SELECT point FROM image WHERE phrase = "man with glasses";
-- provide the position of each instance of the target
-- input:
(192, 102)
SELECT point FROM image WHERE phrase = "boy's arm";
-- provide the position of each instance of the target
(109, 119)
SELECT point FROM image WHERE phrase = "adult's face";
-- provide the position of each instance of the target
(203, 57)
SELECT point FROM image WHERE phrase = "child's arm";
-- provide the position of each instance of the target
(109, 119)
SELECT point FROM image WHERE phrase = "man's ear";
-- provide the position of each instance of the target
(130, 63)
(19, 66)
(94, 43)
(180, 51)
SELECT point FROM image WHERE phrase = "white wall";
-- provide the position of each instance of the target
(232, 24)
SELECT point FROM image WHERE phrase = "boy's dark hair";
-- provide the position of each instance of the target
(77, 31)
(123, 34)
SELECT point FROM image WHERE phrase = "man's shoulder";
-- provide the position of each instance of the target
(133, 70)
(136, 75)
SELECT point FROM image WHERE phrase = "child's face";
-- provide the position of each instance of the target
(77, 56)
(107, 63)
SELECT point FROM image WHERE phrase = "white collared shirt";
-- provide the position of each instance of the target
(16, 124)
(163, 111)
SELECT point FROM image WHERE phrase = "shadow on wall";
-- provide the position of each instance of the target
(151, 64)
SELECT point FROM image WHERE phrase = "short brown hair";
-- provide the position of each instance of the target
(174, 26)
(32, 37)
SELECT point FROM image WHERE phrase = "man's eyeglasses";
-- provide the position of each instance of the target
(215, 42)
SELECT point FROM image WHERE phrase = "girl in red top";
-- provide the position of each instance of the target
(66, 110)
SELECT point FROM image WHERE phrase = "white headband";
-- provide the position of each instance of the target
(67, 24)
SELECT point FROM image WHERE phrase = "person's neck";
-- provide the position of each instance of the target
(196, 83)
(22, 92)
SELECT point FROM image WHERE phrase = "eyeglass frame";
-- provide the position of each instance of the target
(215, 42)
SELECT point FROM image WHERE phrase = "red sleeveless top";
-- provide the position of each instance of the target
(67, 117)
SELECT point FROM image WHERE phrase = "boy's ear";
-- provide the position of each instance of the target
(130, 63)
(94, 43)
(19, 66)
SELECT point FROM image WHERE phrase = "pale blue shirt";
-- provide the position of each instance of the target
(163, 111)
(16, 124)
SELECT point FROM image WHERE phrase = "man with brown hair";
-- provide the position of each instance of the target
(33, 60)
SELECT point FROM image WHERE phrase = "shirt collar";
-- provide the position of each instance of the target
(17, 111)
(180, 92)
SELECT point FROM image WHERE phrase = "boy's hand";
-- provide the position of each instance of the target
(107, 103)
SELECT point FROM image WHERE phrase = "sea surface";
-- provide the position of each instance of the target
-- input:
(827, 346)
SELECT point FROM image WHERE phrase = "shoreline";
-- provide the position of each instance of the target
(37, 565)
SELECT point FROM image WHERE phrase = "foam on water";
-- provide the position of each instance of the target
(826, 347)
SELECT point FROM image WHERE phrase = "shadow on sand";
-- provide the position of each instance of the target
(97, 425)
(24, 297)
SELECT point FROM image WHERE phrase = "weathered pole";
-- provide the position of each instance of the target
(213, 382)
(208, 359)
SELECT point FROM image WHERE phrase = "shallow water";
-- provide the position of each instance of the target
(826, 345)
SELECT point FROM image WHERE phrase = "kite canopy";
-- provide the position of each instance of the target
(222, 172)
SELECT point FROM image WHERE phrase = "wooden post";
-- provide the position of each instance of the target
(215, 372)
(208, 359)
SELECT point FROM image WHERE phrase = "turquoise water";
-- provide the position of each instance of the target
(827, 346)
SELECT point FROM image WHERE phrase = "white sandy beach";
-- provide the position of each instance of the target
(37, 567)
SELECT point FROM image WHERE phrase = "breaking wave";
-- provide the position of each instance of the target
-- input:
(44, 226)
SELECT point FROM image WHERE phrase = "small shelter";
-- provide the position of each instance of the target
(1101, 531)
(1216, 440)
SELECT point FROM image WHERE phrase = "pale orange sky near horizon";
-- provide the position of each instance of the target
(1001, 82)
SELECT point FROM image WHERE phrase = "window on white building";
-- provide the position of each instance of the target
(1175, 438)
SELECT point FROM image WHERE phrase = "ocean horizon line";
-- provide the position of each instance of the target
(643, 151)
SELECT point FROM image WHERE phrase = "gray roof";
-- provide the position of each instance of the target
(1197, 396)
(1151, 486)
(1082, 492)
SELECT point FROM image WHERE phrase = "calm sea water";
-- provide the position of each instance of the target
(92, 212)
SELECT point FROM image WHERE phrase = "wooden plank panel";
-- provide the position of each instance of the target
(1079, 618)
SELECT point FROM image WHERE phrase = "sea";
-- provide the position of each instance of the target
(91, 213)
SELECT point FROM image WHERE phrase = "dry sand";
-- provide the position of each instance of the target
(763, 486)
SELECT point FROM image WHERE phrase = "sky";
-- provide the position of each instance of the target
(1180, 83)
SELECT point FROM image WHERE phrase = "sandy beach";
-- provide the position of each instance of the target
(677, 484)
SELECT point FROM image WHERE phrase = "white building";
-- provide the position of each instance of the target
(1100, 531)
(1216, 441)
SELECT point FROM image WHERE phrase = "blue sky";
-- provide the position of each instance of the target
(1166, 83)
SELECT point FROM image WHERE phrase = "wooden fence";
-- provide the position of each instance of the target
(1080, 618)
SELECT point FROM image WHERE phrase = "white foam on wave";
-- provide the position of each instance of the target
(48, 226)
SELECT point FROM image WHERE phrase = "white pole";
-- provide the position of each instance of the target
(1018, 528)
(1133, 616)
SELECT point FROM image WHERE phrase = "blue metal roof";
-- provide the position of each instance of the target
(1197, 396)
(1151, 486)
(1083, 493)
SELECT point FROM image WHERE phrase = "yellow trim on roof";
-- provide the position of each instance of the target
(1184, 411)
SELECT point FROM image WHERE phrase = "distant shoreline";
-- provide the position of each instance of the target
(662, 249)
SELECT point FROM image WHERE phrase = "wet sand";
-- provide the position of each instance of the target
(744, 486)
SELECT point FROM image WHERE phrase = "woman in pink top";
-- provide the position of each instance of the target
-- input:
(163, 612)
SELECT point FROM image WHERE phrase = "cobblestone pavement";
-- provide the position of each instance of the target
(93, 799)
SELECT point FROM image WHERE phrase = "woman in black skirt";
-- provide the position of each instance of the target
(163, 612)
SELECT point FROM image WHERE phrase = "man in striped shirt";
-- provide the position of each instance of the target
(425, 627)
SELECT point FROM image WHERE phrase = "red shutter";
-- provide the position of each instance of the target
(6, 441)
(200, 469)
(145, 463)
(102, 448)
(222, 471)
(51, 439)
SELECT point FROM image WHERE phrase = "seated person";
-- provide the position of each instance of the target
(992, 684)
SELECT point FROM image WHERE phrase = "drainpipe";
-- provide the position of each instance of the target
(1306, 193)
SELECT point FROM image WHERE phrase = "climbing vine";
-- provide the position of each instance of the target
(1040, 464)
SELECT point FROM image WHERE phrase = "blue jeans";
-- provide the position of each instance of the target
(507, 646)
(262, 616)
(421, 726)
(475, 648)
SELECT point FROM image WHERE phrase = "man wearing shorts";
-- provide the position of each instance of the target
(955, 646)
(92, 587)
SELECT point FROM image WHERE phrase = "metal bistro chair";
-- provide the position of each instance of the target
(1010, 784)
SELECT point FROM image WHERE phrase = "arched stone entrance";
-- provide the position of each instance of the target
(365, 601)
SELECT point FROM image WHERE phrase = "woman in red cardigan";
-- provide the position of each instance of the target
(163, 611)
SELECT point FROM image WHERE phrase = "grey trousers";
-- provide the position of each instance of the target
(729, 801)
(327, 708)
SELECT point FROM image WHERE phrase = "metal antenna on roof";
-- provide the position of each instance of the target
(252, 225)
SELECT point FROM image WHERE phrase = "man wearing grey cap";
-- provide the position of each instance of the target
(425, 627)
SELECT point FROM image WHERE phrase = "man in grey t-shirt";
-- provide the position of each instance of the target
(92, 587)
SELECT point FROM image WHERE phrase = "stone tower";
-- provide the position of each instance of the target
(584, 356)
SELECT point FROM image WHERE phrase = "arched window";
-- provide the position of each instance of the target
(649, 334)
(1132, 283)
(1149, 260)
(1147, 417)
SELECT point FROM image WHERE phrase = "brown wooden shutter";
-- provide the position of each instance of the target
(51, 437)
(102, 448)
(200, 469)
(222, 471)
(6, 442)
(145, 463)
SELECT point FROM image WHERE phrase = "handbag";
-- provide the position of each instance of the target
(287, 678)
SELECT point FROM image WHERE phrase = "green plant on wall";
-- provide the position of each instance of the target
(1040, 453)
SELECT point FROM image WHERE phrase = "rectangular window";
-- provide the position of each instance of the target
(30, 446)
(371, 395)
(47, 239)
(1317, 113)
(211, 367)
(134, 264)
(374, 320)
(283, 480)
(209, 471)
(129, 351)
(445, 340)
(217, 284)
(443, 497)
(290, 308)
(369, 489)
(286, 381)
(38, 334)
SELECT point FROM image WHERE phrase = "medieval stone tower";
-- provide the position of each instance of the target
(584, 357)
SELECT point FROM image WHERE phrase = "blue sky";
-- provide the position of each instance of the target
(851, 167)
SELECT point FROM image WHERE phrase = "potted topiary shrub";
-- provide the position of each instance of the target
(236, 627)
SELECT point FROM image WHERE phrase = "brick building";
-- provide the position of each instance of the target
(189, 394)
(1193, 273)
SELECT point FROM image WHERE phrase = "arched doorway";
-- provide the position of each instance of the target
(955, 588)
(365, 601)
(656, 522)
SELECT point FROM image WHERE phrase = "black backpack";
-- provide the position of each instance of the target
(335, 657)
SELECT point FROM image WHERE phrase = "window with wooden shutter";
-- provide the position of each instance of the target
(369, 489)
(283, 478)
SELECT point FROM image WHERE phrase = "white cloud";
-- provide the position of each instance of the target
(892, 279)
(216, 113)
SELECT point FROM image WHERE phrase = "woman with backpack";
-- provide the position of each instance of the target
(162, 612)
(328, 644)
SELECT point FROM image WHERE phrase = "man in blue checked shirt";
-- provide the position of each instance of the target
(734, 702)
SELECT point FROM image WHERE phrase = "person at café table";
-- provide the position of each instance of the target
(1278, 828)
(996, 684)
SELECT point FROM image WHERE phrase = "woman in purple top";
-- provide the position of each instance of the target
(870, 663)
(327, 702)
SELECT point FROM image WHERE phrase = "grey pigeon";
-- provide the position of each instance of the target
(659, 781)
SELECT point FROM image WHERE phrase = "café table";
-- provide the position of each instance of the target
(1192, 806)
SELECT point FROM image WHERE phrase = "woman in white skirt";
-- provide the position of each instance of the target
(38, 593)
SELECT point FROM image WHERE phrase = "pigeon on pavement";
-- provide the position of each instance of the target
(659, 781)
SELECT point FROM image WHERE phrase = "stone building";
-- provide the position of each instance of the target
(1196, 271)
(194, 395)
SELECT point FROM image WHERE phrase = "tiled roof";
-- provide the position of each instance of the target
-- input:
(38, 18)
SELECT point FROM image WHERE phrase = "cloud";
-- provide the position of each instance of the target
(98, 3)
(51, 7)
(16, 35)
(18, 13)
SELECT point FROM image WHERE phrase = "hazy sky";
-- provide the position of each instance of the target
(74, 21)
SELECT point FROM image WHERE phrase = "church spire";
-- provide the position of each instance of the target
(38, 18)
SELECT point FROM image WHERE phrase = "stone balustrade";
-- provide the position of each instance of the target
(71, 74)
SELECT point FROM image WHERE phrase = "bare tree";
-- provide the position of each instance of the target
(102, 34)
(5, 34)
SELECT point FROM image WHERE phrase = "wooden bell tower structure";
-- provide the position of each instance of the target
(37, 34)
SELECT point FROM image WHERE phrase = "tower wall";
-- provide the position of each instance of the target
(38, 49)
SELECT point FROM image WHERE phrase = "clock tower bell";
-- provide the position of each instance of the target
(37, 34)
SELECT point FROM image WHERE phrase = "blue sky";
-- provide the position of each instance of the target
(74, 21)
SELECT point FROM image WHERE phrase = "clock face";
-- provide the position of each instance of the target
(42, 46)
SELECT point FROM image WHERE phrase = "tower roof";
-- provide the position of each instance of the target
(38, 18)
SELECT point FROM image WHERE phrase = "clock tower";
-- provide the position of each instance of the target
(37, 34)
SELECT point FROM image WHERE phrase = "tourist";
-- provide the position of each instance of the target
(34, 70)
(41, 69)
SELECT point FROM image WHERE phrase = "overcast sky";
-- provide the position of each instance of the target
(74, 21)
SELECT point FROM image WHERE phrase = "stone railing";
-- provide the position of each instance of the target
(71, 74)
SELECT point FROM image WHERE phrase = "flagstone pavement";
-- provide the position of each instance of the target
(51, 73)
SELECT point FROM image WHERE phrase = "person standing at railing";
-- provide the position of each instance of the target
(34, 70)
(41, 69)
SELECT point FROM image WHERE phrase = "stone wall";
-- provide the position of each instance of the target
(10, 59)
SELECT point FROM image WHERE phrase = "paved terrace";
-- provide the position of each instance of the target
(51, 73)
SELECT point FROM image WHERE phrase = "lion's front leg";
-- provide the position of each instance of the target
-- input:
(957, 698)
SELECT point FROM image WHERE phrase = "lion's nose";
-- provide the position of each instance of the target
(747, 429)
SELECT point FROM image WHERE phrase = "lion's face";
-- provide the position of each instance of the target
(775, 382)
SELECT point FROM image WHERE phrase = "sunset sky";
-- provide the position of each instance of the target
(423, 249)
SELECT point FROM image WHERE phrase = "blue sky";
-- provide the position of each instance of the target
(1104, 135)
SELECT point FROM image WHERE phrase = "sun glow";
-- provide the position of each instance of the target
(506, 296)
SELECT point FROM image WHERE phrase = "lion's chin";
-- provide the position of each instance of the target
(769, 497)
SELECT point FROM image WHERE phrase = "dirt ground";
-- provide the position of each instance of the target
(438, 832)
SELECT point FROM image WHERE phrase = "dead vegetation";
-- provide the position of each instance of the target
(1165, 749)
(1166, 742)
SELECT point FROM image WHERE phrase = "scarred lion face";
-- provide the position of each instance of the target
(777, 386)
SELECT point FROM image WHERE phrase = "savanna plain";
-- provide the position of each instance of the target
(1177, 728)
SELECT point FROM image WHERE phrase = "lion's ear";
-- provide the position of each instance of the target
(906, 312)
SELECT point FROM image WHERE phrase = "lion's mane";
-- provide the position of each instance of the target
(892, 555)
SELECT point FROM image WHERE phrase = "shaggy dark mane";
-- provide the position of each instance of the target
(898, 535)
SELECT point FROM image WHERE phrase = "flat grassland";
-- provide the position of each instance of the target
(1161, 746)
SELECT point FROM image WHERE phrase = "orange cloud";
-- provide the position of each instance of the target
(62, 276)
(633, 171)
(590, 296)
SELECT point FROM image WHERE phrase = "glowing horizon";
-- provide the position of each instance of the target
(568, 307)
*-*-*
Problem requirements: Copy out every line above that contains the word "wooden". Case counts, so only an exact match of uppercase and lowercase letters qualifies.

Solution for this problem:
SELECT point FROM image WHERE phrase = "wooden post";
SELECT point FROM image WHERE phrase = "wooden plank panel";
SELECT point FROM image WHERE phrase = "wooden fence";
SELECT point FROM image WHERE phrase = "brown wooden shutter";
SELECT point FROM image WHERE phrase = "window with wooden shutter";
SELECT point FROM image WHERE phrase = "wooden bell tower structure";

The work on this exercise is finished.